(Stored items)
§ §

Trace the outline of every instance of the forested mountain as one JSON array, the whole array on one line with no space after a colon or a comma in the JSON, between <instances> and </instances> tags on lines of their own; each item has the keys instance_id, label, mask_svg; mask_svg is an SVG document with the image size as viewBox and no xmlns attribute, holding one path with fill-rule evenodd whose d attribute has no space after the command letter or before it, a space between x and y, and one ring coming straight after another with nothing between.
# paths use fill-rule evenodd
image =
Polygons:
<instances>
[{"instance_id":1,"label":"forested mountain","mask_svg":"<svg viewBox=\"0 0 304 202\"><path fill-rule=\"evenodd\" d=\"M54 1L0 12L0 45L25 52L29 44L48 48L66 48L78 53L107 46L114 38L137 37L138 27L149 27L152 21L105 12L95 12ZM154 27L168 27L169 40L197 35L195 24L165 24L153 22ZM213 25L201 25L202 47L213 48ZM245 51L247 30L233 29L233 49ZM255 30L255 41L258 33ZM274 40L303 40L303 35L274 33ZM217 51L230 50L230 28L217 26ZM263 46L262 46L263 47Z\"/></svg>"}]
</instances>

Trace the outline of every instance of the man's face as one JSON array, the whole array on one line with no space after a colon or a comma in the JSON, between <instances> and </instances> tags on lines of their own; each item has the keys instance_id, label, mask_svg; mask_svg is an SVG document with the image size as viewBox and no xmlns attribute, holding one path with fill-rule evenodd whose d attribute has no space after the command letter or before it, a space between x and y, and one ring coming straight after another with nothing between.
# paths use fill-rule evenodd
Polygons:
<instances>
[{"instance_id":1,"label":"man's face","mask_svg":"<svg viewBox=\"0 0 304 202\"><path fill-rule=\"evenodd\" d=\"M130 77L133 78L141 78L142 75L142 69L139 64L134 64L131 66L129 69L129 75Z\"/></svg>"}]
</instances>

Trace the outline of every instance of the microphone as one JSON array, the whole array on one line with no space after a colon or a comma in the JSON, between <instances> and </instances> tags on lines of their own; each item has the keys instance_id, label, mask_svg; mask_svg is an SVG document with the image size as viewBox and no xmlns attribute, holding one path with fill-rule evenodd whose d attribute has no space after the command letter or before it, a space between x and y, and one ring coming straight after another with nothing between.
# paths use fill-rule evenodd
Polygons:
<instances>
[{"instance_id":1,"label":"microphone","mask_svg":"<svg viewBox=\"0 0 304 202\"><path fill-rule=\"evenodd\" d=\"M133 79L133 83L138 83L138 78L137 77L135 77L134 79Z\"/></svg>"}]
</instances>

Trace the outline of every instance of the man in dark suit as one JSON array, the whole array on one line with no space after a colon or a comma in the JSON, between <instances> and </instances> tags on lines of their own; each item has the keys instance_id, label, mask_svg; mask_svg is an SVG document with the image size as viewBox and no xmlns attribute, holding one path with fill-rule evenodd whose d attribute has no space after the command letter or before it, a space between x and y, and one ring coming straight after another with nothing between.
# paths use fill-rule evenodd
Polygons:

§ §

**What you will do**
This calls for all of the entries above, repeated exactly.

**Result of this task**
Trace the outline of every instance of the forested mountain as one JSON array, the whole array on one line with no space after a colon or a comma in the JSON, between <instances> and </instances> tags on lines of their own; each item has the keys instance_id, label, mask_svg; mask_svg is an SVG document with the image size as viewBox and no xmlns attribute, holding one path with fill-rule evenodd whose d attribute has no space after the command letter or before it, a space between x and y, and one ring coming straight after another with nothing between.
# paths use fill-rule evenodd
image =
Polygons:
<instances>
[{"instance_id":1,"label":"forested mountain","mask_svg":"<svg viewBox=\"0 0 304 202\"><path fill-rule=\"evenodd\" d=\"M54 1L0 12L0 45L25 52L29 44L48 48L66 48L78 53L107 46L114 38L137 37L138 27L149 27L152 21L105 12L95 12ZM154 27L168 27L169 40L197 35L195 24L165 24L153 22ZM213 25L201 25L202 47L213 48ZM245 51L247 30L233 29L233 49ZM255 30L255 41L258 33ZM274 40L303 40L303 35L274 33ZM217 51L230 50L230 28L217 26ZM263 46L262 46L263 47Z\"/></svg>"}]
</instances>

Trace the outline of every instance of the man's face as one JSON array, the whole array on one line with no space after a colon or a comma in the JSON, between <instances> and </instances> tags on lines of their own; each item has the keys instance_id, label, mask_svg; mask_svg is an SVG document with the image size as viewBox and no xmlns attribute, holding one path with fill-rule evenodd whose d attribute has no space after the command letter or before it, a space between x and y, and one ring coming straight after another with nothing between.
# paths use fill-rule evenodd
Polygons:
<instances>
[{"instance_id":1,"label":"man's face","mask_svg":"<svg viewBox=\"0 0 304 202\"><path fill-rule=\"evenodd\" d=\"M130 77L133 78L141 78L142 75L142 69L139 64L134 64L131 66L129 69L129 75Z\"/></svg>"}]
</instances>

Trace the outline of every instance of the microphone as one JSON array, the whole array on one line with no space after a colon or a comma in the JSON, between <instances> and </instances> tags on lines of their own; each item has the keys instance_id, label, mask_svg; mask_svg is an SVG document with the image size as viewBox and no xmlns attribute, holding one path with fill-rule evenodd whose d attribute has no space after the command letter or before it, a space between x and y, and one ring coming straight after another with nothing between.
# paths use fill-rule evenodd
Polygons:
<instances>
[{"instance_id":1,"label":"microphone","mask_svg":"<svg viewBox=\"0 0 304 202\"><path fill-rule=\"evenodd\" d=\"M133 79L133 83L138 83L138 78L137 77L135 77L134 79Z\"/></svg>"}]
</instances>

Trace the outline of every instance of the man in dark suit as one JSON array, the whole array on one line with no space after a colon or a comma in the JSON, between <instances> and </instances> tags on lines of their own; each item has the keys instance_id, label, mask_svg; mask_svg is an SVG document with the image size as viewBox and no xmlns attribute, holding one path with fill-rule evenodd whose d attribute has no space after the command letter or before it, a space between x and y, and one ring coming straight after another with nothing between.
# paths use fill-rule evenodd
Polygons:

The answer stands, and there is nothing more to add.